** begin SUPPLIED DATA **

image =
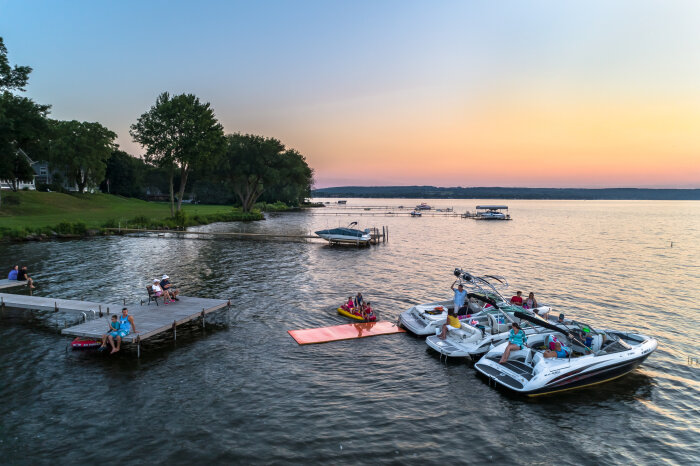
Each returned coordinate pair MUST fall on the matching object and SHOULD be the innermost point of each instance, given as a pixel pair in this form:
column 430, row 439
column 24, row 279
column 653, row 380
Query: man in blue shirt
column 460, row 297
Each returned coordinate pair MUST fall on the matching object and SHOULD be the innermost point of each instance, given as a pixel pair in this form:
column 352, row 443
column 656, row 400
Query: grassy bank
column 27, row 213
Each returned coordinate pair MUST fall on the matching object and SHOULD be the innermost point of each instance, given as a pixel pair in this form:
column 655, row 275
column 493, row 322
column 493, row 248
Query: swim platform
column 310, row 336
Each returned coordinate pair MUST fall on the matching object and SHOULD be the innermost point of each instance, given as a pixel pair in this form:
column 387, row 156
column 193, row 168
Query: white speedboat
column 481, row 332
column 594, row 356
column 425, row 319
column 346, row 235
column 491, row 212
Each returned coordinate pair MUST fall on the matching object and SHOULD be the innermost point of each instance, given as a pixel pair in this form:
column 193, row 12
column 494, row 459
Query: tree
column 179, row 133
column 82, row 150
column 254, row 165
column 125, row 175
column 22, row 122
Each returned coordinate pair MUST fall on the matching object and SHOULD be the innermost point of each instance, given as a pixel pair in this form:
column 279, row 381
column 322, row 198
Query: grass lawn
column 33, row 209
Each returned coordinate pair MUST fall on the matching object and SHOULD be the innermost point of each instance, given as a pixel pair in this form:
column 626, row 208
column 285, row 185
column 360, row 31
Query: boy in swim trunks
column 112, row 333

** end SUPPLIED DATA **

WHAT IS ASKED: Rewrite all of the records above, putting "most central" in place of "innermost" each time it occurs and changing nothing else. Leave the pictures out.

THE RESULT:
image =
Each returned coordinate pair MUST fall on the matching object and SHOULD be the most central point of each instance, given as a pixel pair in this form:
column 430, row 439
column 24, row 279
column 653, row 380
Query: man in blue shirt
column 460, row 297
Each returned coordinate pair MUST fall on the matching object and SHOULD be the most central point of each instance, given as a pixel pair in this form:
column 352, row 443
column 656, row 400
Query: grassy bank
column 27, row 213
Each returned coordinate pair MUST fall on the matching object and SHOULD be the most central point of each instance, given as a pixel pair in this form:
column 655, row 275
column 493, row 322
column 493, row 248
Query: swim platform
column 310, row 336
Each returned coordinate pair MUST fall on the matching object and SHOULD be the most central point of each instance, given as a pixel pair in this form:
column 387, row 156
column 193, row 168
Query: white speedboat
column 481, row 332
column 594, row 356
column 425, row 319
column 346, row 235
column 491, row 212
Each returned coordinate pair MUST fall on the matching object and SHOULD be the most central point of each instance, given as a pixel pair in this form:
column 193, row 12
column 494, row 459
Query: tree
column 179, row 133
column 82, row 150
column 254, row 165
column 125, row 175
column 22, row 122
Each returned coordinate pair MUST fall on the matching object and SHOULD be the most central point of each instance, given as a pixel pair in this form:
column 279, row 381
column 322, row 198
Query: grass lawn
column 33, row 209
Each returned coordinate pair MUST fall on the matching object and SHOULD be the most central point of each instance, given as a pixel pair in this form:
column 626, row 208
column 285, row 185
column 360, row 31
Query: boy in swim trunks
column 112, row 333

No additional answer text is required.